*Testo da leggere*.
********************

IN NOME DEL POPOLO ITALIANO

LA CORTE COSTITUZIONALE

composta dai signori Giudici:

- Prof.    Francesco GUIZZI, Presidente

- Prof.    Cesare MIRABELLI

- Prof. Fernando SANTOSUOSSO               

- Avv.    Massimo VARI                     

- Dott.   Cesare RUPERTO                

- Dott.   Riccardo CHIEPPA             

- Prof.    Gustavo ZAGREBELSKY              

- Prof.    Valerio ONIDA                    

- Prof.    Carlo MEZZANOTTE                     

- Avv.    Fernanda CONTRI               

- Prof.    Guido NEPPI MODONA                

- Prof.    Piero Alberto CAPOTOSTI             

- Prof. Annibale MARINI

ha pronunciato la seguente

SENTENZA

nel giudizio di legittimità costituzionale dell’art. 4, comma 8, del decreto-legge 2 marzo 1989, n. 66 (Disposizioni urgenti in materia di autonomia impositiva degli enti locali e di finanza locale) convertito, con modificazioni, nella legge 24 aprile 1989, n. 144, promosso con ordinanza emessa l’11 aprile 1996 dal Tribunale di Pisa nel procedimento civile vertente tra Benvenuti Sergio e il Comune di Pisa, iscritta al n. 1250 del registro ordinanze 1996 e pubblicata nella Gazzetta Ufficiale della Repubblica n. 46, prima serie speciale, dell’anno 1996.

********************

*Dati forniti*.

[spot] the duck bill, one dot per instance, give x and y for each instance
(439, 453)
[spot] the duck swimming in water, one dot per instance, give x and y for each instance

********************

Per favore, prosegui la sentenza della Corte costituzionale dal punto in cui si interrompe. Per svolgere questo esercizio i dati non servono.

Udito nella camera di consiglio del 12 novembre 1997 il Giudice relatore Riccardo Chieppa.

Ritenuto in fatto

Nel corso di un procedimento civile avente ad oggetto l’opposizione (notificata l’11 luglio 1990) all’avviso di accertamento di omesso versamento dell’imposta per l’esercizio di imprese e di arti e professioni (ICIAP) per l’anno 1989, il Tribunale di Pisa, con ordinanza emessa l’11 aprile 1996 (r.o. n. 1250 del 1996), ha sollevato questione di legittimità costituzionale dell’art. 4, comma 8, del d.l. 2 marzo 1989, n. 66 (Disposizioni urgenti in materia di autonomia impositiva degli enti locali e di finanza locale) convertito, con modificazioni, nella legge 24 aprile 1989, n. 144, nella parte in cui (attraverso il richiamo all’art. 20 del d.P.R. 26 ottobre 1972, n. 638) non prevede l’esperibilità dell’azione giudiziaria avverso l’avviso di accertamento di imposta anche in mancanza del preventivo ricorso amministrativo.

Appare al collegio rimettente in contrasto con l’art. 24 della Costituzione il subordinare la proponibilità dell’azione giudiziaria alla preventiva proposizione del ricorso in via amministrativa.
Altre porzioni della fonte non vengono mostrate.